| What the exercise asks |
Word for word, and with pictures excluded, copy out all the records that follow.

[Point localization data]
=======

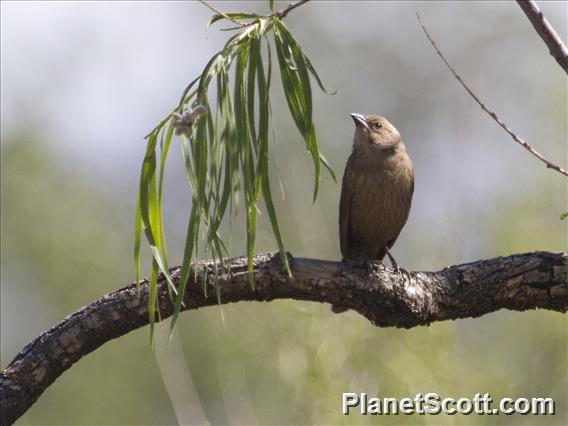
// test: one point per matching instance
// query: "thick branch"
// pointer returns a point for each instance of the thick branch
(386, 298)
(541, 25)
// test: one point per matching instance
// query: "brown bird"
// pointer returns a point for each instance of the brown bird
(376, 193)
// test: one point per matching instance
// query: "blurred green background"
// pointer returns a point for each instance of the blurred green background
(83, 82)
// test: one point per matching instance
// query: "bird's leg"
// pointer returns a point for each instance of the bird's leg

=======

| Exercise solution |
// test: one point per matching instance
// query: "thick branch"
// pointer returns a point for each instance of the thick branch
(386, 298)
(541, 25)
// test: one point per matching instance
// query: "brown bird"
// pointer returns a point for each instance of the brown bird
(376, 193)
// test: one point per matching instance
// query: "blurred green background"
// pointer returns a point for each instance of the blurred green background
(83, 82)
// test: one point per matching instance
// query: "bird's leg"
// pointer returns a point for each instance of the bird's leg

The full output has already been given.